▶ [YOUR INSTRUCTIONS]: Can you write out the records again, beginning at the line that has "Where can the fried" and stopping after the line that has "pixel 515 284", with "photo" changed to "image" and everything else left the same?

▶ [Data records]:
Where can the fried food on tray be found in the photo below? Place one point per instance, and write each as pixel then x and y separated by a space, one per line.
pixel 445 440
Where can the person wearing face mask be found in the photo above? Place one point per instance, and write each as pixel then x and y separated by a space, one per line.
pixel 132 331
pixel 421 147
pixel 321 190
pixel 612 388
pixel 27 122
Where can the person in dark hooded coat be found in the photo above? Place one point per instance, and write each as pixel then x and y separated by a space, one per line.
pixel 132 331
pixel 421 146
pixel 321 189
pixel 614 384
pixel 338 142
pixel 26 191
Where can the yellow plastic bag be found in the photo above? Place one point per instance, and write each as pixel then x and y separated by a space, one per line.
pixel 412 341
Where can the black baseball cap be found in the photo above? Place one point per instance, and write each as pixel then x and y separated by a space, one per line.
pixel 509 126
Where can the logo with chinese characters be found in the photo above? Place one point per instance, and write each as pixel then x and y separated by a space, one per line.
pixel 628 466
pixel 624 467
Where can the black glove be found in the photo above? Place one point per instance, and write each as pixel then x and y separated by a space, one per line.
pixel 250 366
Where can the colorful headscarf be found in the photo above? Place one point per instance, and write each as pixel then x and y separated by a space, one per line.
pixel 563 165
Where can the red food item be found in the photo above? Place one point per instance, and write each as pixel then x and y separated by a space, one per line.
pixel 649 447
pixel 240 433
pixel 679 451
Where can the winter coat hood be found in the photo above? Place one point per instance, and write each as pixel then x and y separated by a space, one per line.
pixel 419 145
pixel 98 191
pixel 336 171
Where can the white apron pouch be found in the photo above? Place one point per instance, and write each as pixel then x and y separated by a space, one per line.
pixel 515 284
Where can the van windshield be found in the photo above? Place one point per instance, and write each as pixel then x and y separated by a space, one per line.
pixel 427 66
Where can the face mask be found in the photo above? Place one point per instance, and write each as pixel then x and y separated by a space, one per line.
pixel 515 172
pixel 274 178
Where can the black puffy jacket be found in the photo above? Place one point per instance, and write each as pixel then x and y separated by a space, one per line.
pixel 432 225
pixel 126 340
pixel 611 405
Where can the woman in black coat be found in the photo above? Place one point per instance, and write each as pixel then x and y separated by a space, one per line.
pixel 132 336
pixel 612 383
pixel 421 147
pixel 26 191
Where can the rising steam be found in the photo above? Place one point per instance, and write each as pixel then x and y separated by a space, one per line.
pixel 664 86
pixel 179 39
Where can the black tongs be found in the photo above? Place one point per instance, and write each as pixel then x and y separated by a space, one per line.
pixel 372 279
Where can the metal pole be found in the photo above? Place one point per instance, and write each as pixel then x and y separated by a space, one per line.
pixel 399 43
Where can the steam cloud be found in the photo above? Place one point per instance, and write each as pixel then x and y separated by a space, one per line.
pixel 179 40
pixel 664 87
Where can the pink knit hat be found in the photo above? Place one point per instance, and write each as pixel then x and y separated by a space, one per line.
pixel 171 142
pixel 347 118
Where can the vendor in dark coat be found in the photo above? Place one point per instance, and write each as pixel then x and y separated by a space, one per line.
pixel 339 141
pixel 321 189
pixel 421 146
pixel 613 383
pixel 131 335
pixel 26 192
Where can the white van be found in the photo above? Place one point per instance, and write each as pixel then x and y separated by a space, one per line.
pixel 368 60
---
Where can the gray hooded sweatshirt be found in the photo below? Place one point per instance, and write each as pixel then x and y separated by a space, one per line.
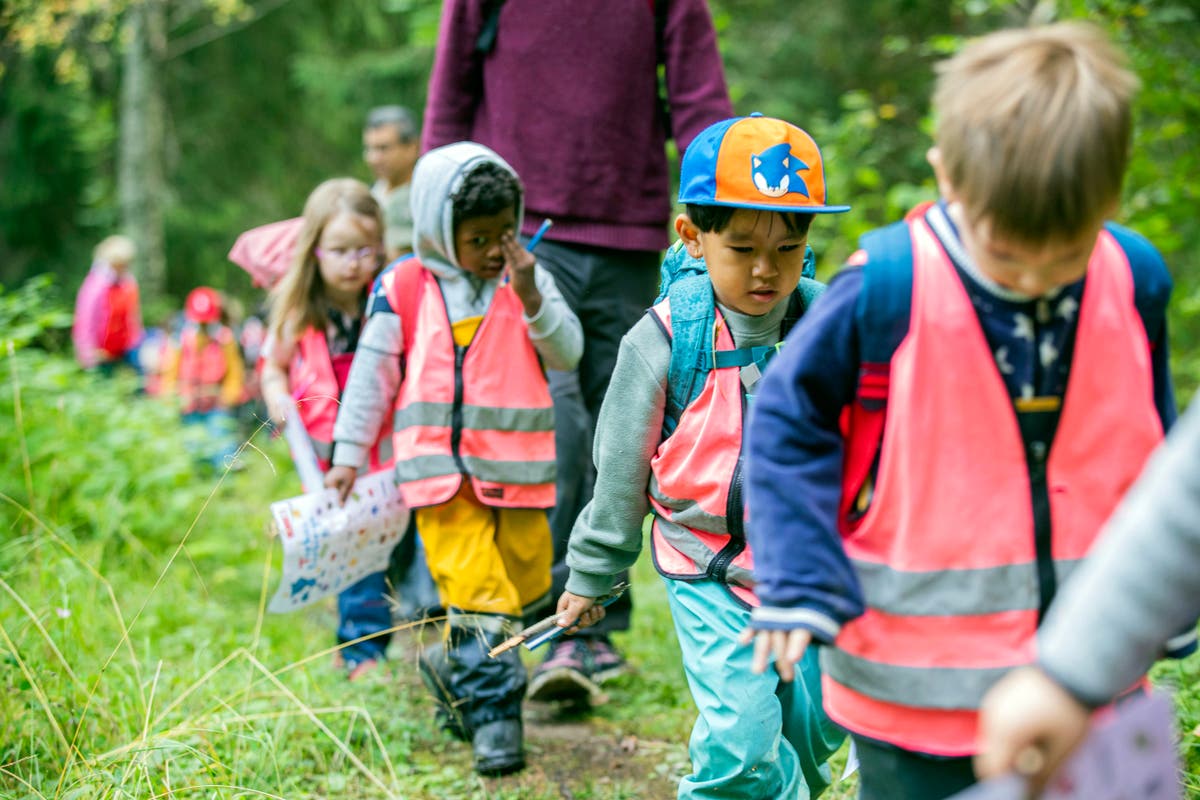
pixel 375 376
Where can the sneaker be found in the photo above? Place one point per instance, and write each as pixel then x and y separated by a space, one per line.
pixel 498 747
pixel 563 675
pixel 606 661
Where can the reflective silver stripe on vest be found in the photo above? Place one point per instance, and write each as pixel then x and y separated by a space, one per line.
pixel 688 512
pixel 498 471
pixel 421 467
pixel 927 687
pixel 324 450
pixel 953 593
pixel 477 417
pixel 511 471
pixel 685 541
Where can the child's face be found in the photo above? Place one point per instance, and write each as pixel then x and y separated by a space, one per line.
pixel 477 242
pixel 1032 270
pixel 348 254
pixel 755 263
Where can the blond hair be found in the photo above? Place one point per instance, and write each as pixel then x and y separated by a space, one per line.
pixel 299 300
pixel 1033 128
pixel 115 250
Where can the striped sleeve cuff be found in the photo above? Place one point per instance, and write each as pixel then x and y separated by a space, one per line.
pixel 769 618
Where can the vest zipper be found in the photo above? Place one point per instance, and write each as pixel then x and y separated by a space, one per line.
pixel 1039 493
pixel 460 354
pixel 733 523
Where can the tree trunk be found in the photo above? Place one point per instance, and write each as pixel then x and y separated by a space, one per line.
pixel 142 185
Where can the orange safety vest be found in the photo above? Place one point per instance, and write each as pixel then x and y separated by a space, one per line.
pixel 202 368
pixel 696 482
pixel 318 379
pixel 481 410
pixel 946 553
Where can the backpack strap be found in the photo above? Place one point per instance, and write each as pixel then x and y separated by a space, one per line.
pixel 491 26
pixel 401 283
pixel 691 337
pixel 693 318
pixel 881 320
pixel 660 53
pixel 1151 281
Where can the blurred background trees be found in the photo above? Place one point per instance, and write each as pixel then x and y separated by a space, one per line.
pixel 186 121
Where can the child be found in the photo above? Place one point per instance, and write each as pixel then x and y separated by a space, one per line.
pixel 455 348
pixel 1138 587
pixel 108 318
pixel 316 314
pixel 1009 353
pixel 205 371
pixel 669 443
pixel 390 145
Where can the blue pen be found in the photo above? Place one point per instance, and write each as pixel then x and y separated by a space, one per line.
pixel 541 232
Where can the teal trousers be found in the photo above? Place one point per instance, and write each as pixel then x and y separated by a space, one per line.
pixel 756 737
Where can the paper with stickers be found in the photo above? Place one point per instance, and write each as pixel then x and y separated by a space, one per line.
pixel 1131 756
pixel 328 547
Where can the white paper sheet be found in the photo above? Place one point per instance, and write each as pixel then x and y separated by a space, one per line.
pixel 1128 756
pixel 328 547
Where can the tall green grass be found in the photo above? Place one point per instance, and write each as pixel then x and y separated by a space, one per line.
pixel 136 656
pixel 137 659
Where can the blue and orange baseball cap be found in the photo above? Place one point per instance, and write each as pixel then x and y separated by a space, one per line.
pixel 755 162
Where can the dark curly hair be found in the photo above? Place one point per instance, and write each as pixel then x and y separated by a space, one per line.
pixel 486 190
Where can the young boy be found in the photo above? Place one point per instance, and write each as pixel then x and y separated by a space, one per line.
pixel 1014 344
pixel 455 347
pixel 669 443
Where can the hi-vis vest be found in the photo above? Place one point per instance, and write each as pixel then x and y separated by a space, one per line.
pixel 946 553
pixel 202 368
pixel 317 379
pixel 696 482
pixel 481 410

▶ [RESPONSE FOR THIS EXERCISE]:
Where can the fried food on tray be found in the image below? Place one point per instance, and write each as pixel then x and y separated by a space, one per line.
pixel 445 440
Where can the person wearing face mask be found in the image above? Place one point per instance, and write each as pixel then x and y separated by a space, one per line.
pixel 132 331
pixel 421 147
pixel 321 190
pixel 612 388
pixel 27 122
Where can the person in dark hooded coat be found in the image above? Place one point per instance, and write each as pixel then x and y separated by a space, one per line.
pixel 132 331
pixel 421 146
pixel 321 189
pixel 614 384
pixel 338 142
pixel 26 191
Where can the yellow plastic bag be found in the image above? Place one point per instance, and write each as pixel then x and y separated by a space, one per line.
pixel 412 341
Where can the black baseball cap be found in the image above? Place one point per instance, and write each as pixel then x and y separated by a space, one per line.
pixel 509 126
Where can the logo with chinese characters be found in the image above? Place one point per instance, and write each as pixel then x and y separated by a space, one per line.
pixel 628 466
pixel 624 467
Where can the black glove be found in the image above? Place one point per instance, and write each as pixel then x and y separated by a space, one per line.
pixel 250 366
Where can the colorful headscarf be found in the image above? Place one point per instance, and write each as pixel then x and y separated by a space, one per line.
pixel 563 165
Where can the red food item be found in the image above? Place one point per instance, and write each as pixel then x and y separated by a space, one per line.
pixel 649 447
pixel 240 433
pixel 679 451
Where can the winter coat hood be found in the image above? Place one point per instance, and write each as pixel then x and y separated by a space, one per line.
pixel 419 145
pixel 98 191
pixel 336 171
Where can the white apron pouch be found in the image above? Place one point per instance, and write each as pixel then x and y separated by a space, one per line.
pixel 515 284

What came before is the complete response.